• **Supplied passage**:
_ _ _ _ _ _ _

Inside this issue
Franka M Gabler
Franka Gabler is a photographer based in California. For many years Franka has drawn her inspiration from subtle, moody, often intimate landscapes – compositions somewhere between detail/abstract and the wider view. Franka’s photographs are published in several books and publications. Currently her work is represented in several galleries and has been featured in numerous exhibits.
In 2012 I paused by my local river and everything changed. I’ve moved away from what many expect photographs to be: my images deconstruct the literal and reimagine the subjective, reflecting the curiosity that water has inspired in my practice. Water has been my conduit: it has sharpened my vision, given me permission to experiment and continues to introduce me to new ways of seeing.
From the waters off Croatia to the mountains of California, Yosemite has found a special place in Franka’s heart. It’s easy to be a little dismissive of ‘honey pot’ locations and photographic icons, but the sheer scale of America’s National Parks mean that, for the regular returnee, there are plenty of quiet places and more intimate views to be found and enjoyed. John Muir wrote in his 1912 book ‘The Yosemite’ that “Everybody needs beauty as well as bread, places to play in and pray in, where Nature may heal and cheer and give strength to body and soul alike.” Franka has found both beauty to feed her soul, and a way of photographing that she is happy with, which she describes as being somewhere between the detailed and the abstract, and the wider view.

_ _ _ _ _ _ _

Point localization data
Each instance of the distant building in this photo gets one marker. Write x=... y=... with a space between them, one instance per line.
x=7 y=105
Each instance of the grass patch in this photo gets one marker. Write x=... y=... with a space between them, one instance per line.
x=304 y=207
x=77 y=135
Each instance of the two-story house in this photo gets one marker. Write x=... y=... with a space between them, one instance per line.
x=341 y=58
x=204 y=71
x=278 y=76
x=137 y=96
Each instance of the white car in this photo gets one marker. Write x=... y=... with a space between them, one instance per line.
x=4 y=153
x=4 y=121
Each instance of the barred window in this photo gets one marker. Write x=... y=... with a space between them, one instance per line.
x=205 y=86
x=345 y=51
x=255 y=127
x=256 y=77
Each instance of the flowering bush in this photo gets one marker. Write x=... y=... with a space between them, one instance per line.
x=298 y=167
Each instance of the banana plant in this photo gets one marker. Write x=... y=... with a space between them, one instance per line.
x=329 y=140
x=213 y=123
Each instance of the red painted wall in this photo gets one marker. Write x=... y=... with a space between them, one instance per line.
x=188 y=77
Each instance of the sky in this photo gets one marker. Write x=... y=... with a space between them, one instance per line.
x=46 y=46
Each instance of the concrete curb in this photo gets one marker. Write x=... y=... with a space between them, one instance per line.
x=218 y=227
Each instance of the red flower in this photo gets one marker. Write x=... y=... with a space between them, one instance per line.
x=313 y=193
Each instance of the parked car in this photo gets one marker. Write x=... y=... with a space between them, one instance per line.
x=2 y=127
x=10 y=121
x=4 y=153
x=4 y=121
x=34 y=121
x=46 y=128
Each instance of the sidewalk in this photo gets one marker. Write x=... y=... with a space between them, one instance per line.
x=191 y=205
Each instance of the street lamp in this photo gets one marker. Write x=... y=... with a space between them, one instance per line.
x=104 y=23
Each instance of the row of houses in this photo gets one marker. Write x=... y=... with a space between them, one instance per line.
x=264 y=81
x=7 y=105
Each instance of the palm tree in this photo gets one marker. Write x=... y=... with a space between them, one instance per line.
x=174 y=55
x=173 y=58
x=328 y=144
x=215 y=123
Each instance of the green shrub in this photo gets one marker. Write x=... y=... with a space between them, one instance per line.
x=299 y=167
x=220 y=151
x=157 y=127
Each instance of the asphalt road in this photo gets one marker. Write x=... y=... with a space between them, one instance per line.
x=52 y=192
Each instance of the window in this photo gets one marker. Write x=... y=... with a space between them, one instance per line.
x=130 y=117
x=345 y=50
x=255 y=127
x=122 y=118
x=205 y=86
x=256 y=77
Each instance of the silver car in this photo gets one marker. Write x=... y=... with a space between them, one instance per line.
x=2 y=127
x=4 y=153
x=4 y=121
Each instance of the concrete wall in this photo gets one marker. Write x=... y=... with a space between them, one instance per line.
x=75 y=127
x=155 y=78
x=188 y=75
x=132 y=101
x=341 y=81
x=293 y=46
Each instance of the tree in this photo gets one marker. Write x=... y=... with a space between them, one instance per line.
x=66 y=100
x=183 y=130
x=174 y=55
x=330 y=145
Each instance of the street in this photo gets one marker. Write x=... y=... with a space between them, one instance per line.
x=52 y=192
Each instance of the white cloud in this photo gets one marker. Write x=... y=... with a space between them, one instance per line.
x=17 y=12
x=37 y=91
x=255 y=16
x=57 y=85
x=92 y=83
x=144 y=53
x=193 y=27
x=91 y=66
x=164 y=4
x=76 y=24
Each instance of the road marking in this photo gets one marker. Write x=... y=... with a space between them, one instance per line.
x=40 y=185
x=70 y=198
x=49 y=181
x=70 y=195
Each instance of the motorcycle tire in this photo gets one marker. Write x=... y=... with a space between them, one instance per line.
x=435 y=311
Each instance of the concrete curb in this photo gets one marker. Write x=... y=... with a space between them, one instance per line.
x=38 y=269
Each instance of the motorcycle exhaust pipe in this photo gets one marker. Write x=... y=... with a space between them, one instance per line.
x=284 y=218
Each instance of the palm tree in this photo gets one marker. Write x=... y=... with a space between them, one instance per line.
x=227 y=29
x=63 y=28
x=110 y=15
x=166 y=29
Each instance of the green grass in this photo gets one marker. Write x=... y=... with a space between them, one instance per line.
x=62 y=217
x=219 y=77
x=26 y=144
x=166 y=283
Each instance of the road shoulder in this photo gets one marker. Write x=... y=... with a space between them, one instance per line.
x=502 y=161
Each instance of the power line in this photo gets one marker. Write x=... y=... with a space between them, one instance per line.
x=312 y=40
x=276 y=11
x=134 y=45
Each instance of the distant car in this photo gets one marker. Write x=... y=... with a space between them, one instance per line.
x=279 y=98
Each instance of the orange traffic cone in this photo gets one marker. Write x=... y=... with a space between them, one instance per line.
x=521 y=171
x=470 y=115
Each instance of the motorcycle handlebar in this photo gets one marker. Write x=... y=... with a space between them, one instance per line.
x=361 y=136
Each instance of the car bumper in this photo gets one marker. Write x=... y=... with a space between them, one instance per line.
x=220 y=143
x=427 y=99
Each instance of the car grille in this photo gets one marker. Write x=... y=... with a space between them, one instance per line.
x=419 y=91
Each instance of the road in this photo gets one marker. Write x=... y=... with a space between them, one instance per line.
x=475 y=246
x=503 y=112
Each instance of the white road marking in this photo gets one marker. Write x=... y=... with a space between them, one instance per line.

_ _ _ _ _ _ _

• **Activities**:
1 > Copy the part of the Franka Gabler profile starting with "Inside this issue" and going on through "ways of seeing.", word for word.
2 > Which book does the Franka Gabler profile cite for the John Muir quotation, and in what year was it written?

• **Responses by task**:
1 >
Inside this issue
Franka M Gabler
Franka Gabler is a photographer based in California. For many years Franka has drawn her inspiration from subtle, moody, often intimate landscapes – compositions somewhere between detail/abstract and the wider view. Franka’s photographs are published in several books and publications. Currently her work is represented in several galleries and has been featured in numerous exhibits.
In 2012 I paused by my local river and everything changed. I’ve moved away from what many expect photographs to be: my images deconstruct the literal and reimagine the subjective, reflecting the curiosity that water has inspired in my practice. Water has been my conduit: it has sharpened my vision, given me permission to experiment and continues to introduce me to new ways of seeing.

2 > 'The Yosemite', written in 1912.